───── ITEMS ─────

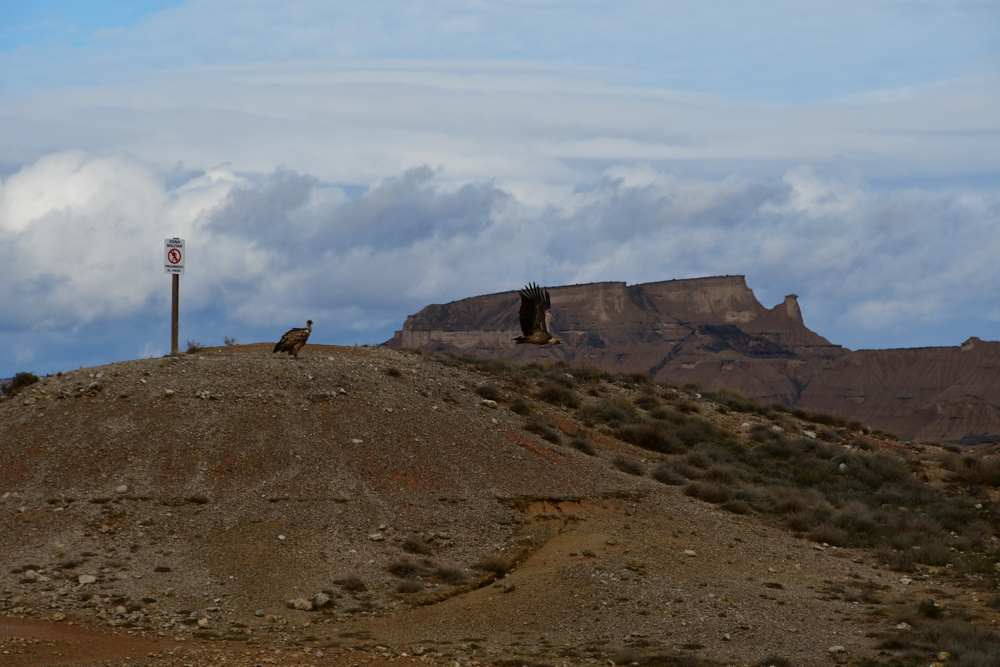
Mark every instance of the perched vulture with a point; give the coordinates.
(535, 316)
(293, 340)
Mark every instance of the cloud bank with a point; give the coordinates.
(81, 245)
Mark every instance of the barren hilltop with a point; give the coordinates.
(370, 505)
(714, 332)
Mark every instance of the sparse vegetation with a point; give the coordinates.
(352, 583)
(497, 565)
(541, 426)
(22, 380)
(490, 392)
(630, 465)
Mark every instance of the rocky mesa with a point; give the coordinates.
(714, 332)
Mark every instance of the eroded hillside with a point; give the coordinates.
(391, 502)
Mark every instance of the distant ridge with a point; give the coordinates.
(713, 331)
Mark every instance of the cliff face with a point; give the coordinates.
(715, 332)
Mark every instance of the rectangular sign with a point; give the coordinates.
(173, 256)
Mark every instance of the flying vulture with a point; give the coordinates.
(293, 340)
(535, 316)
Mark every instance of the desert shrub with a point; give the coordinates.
(589, 373)
(933, 553)
(818, 417)
(928, 608)
(408, 586)
(408, 569)
(557, 394)
(22, 380)
(450, 575)
(541, 426)
(789, 500)
(832, 434)
(855, 517)
(828, 450)
(888, 466)
(736, 506)
(497, 565)
(639, 378)
(774, 661)
(352, 584)
(653, 437)
(680, 466)
(984, 471)
(712, 493)
(415, 545)
(489, 391)
(668, 475)
(647, 401)
(722, 474)
(687, 406)
(900, 561)
(615, 411)
(864, 443)
(800, 521)
(629, 465)
(581, 442)
(520, 407)
(698, 459)
(667, 415)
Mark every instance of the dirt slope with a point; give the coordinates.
(191, 499)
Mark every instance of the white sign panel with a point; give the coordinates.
(173, 256)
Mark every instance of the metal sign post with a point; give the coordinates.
(173, 263)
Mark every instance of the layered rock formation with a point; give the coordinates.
(715, 332)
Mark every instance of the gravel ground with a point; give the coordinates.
(180, 508)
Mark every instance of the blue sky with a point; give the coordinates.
(353, 162)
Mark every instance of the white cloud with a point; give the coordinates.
(82, 238)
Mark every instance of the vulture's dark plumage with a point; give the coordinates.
(294, 339)
(535, 316)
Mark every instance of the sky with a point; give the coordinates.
(352, 162)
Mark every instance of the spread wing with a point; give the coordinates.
(290, 338)
(535, 304)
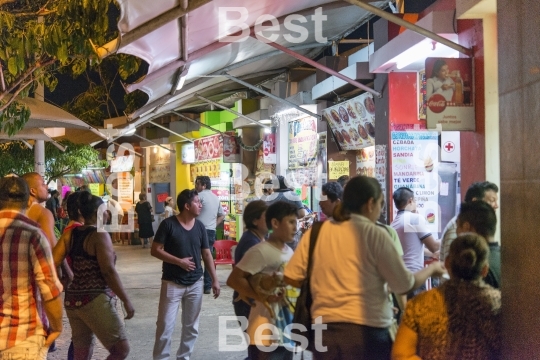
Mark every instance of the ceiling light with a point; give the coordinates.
(182, 78)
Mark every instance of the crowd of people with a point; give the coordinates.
(366, 276)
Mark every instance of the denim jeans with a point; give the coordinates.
(211, 234)
(173, 296)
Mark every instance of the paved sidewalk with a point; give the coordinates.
(140, 274)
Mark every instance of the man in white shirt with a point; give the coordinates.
(413, 232)
(211, 216)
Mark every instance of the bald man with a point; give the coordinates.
(38, 194)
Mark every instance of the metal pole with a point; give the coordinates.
(323, 68)
(418, 29)
(230, 110)
(126, 148)
(272, 96)
(146, 28)
(169, 130)
(155, 143)
(39, 157)
(198, 123)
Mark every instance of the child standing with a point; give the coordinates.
(268, 257)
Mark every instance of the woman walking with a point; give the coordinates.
(90, 300)
(459, 319)
(144, 218)
(354, 262)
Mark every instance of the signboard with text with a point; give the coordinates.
(208, 148)
(353, 122)
(231, 148)
(449, 94)
(337, 169)
(302, 143)
(415, 156)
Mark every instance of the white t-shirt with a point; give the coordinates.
(352, 263)
(168, 212)
(412, 230)
(211, 209)
(263, 258)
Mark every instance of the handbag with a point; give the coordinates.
(302, 310)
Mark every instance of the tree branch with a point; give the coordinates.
(14, 97)
(4, 2)
(25, 75)
(3, 82)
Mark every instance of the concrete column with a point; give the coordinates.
(491, 95)
(39, 157)
(519, 91)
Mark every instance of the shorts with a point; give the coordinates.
(98, 317)
(31, 348)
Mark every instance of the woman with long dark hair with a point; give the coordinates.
(144, 219)
(459, 319)
(354, 262)
(90, 299)
(256, 231)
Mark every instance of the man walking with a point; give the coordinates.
(28, 268)
(38, 194)
(413, 233)
(180, 242)
(485, 191)
(211, 216)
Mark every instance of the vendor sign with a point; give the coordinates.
(303, 143)
(449, 94)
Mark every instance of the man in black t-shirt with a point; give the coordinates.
(180, 242)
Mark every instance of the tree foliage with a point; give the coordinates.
(19, 159)
(97, 102)
(39, 38)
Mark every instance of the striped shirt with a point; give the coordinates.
(27, 267)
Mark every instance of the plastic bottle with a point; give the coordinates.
(466, 90)
(458, 93)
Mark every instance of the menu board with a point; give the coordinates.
(353, 122)
(269, 149)
(208, 148)
(415, 157)
(380, 173)
(365, 162)
(210, 168)
(338, 169)
(303, 142)
(188, 153)
(125, 190)
(231, 148)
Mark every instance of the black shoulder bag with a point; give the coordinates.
(302, 310)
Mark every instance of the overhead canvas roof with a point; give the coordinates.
(206, 55)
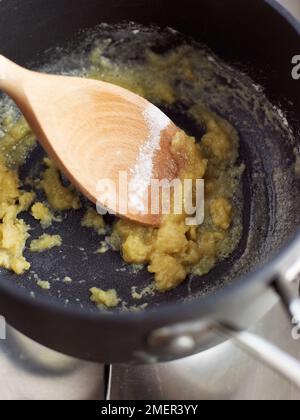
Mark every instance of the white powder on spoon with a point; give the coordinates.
(142, 172)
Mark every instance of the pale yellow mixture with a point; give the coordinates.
(171, 252)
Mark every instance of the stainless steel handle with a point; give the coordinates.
(181, 340)
(282, 363)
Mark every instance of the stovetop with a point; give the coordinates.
(32, 372)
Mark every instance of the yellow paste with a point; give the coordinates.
(45, 242)
(174, 250)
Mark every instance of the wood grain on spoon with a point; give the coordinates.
(95, 130)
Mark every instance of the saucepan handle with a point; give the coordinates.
(278, 360)
(181, 340)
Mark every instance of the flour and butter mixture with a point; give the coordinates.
(171, 80)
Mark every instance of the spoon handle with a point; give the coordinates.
(12, 78)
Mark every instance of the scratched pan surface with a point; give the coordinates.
(271, 192)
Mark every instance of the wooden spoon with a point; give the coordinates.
(95, 131)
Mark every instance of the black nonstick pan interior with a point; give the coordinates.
(270, 187)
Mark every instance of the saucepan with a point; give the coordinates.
(260, 39)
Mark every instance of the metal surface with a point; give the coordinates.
(29, 371)
(224, 372)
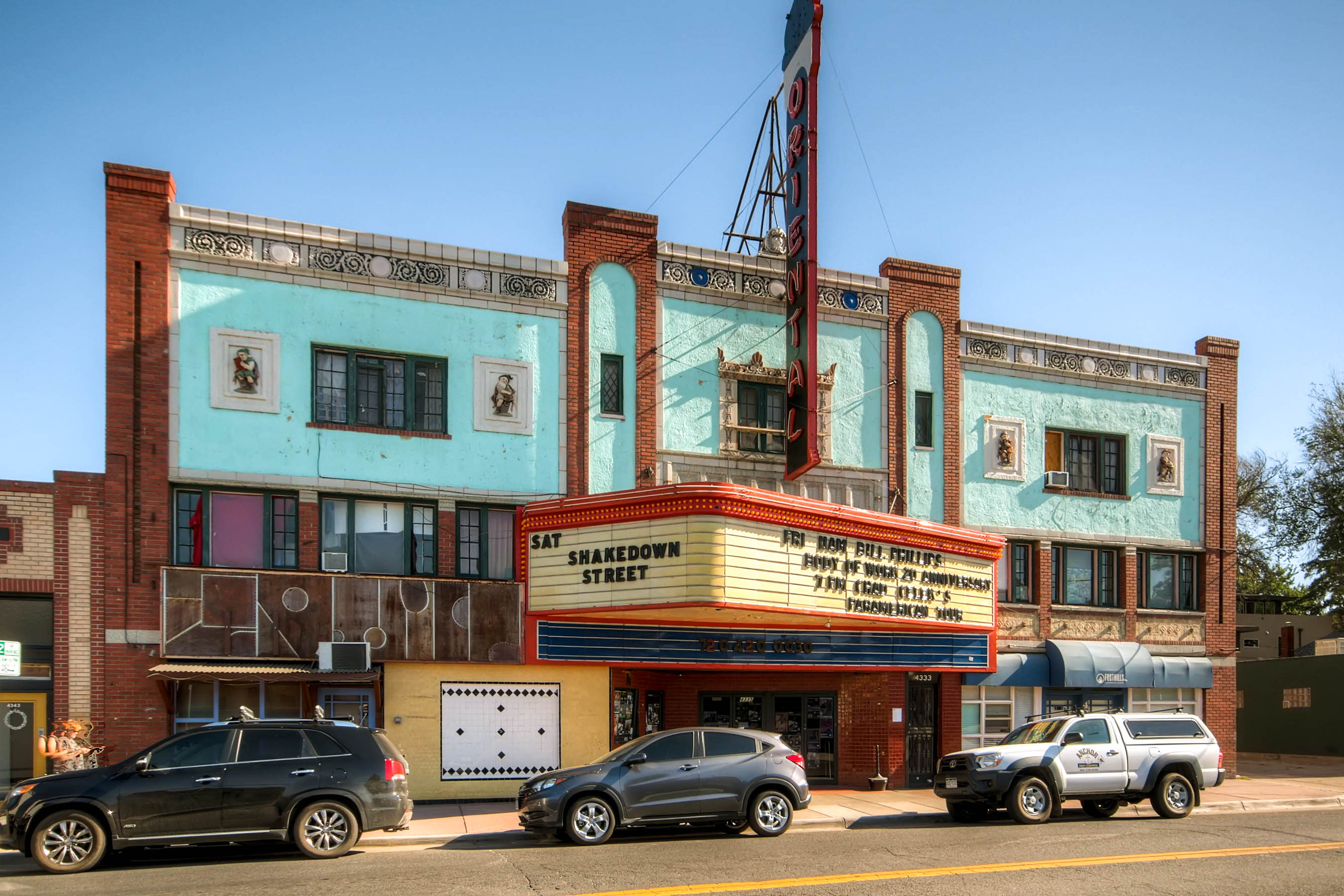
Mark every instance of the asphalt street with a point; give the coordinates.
(1257, 852)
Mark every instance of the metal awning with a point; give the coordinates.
(253, 672)
(1015, 670)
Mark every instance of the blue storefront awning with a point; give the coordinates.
(1016, 671)
(1183, 672)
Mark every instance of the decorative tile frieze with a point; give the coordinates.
(526, 287)
(684, 274)
(213, 242)
(849, 300)
(382, 266)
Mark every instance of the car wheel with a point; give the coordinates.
(1030, 801)
(1101, 808)
(1174, 798)
(967, 812)
(69, 841)
(590, 821)
(326, 831)
(771, 813)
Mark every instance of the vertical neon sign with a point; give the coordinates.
(801, 62)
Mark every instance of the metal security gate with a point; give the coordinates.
(921, 729)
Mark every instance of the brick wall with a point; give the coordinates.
(916, 287)
(1220, 562)
(137, 500)
(593, 235)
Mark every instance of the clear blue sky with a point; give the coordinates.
(1133, 172)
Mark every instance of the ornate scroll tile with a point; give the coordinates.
(527, 287)
(381, 266)
(213, 242)
(987, 348)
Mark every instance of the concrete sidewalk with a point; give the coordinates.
(1265, 782)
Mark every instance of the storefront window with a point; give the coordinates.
(990, 714)
(1166, 699)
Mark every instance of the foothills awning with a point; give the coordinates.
(253, 672)
(1183, 672)
(1015, 670)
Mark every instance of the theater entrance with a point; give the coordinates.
(804, 720)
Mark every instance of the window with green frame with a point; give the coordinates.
(1168, 581)
(377, 537)
(237, 530)
(486, 542)
(760, 418)
(366, 387)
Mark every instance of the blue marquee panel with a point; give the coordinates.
(593, 643)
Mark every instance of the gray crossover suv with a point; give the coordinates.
(699, 776)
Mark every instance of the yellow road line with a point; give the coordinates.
(1082, 862)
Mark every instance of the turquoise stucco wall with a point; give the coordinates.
(1003, 503)
(694, 331)
(611, 331)
(284, 445)
(924, 374)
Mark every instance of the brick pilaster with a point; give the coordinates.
(1220, 562)
(593, 235)
(916, 287)
(137, 495)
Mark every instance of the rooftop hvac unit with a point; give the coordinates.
(335, 562)
(343, 656)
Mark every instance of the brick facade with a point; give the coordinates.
(593, 235)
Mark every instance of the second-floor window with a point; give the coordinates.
(1095, 462)
(379, 390)
(1168, 581)
(761, 408)
(1084, 577)
(241, 530)
(382, 538)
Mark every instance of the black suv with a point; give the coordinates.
(314, 784)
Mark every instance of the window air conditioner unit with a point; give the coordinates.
(343, 656)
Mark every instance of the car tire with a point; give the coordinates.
(1030, 801)
(326, 829)
(589, 821)
(1175, 797)
(771, 813)
(1101, 808)
(69, 841)
(965, 812)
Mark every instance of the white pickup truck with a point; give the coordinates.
(1104, 760)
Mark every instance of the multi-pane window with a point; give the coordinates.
(1084, 577)
(988, 714)
(486, 542)
(237, 530)
(1015, 572)
(1168, 581)
(390, 538)
(394, 393)
(1093, 462)
(613, 385)
(760, 418)
(924, 420)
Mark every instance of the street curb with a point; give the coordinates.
(847, 824)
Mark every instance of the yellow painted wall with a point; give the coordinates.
(412, 691)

─────

SET EXERCISE: Write out, word for word, the line containing "Mark every instance of the concrete sidewalk" and every line after it to the end of the data above.

RESPONSE BELOW:
Mark every instance of the concrete sidewalk with a point; give the coordinates.
(1265, 782)
Mark every instance of the storefront window with a point; give the coordinates.
(990, 714)
(1166, 699)
Mark every instance of the foothills awning with a point; give the coordinates.
(253, 672)
(1183, 672)
(1015, 670)
Mark every instance of the theater entrance with a point; give the coordinates.
(804, 720)
Mark every instance of the window with green frame with a point; give the coordinates.
(1168, 581)
(377, 537)
(237, 530)
(486, 542)
(760, 418)
(366, 387)
Mark every instance of the blue marquee panel with a point; give the coordinates.
(593, 643)
Mark every instance of the gray crossover suv with a point; give the coordinates.
(699, 776)
Mark every instance of the yellow road line with a point; give the coordinates.
(1082, 862)
Mark every instance of the turquoise stucco wall with a point; give the coordinates.
(1003, 503)
(694, 331)
(611, 331)
(284, 445)
(924, 374)
Mark every instance of the brick pilaster with a point; give the coordinates.
(1220, 562)
(593, 235)
(916, 287)
(137, 495)
Mark every instance of the rooftop hvac unit with a point; give the coordinates.
(335, 562)
(343, 656)
Mark every instance of the brick facade with a point; give the coordinates.
(593, 235)
Mark every instance of the second-floor window with a point; give the coordinates.
(1095, 462)
(379, 390)
(1168, 581)
(761, 408)
(1084, 577)
(241, 530)
(382, 538)
Mark every instance of the black suv with a point; give the coordinates.
(314, 784)
Mark every instance of the window air conditioner unit with a point; give the coordinates.
(343, 656)
Mark every instance of the car tire with a point; give the coordinates.
(1030, 801)
(326, 829)
(589, 821)
(1175, 797)
(771, 813)
(1101, 808)
(69, 841)
(965, 812)
Mark every instance of the white pickup truck with a point; give the coordinates.
(1104, 760)
Mark every instance of the multi-pane window with a point; give the coordinates.
(1084, 577)
(988, 714)
(486, 542)
(237, 530)
(1015, 572)
(1168, 581)
(390, 538)
(394, 393)
(1093, 462)
(613, 385)
(760, 418)
(924, 420)
Mark every instance of the street curb with a point; give the coordinates.
(847, 824)
Mark every instance of the yellow painted wall with a point; give the coordinates.
(412, 691)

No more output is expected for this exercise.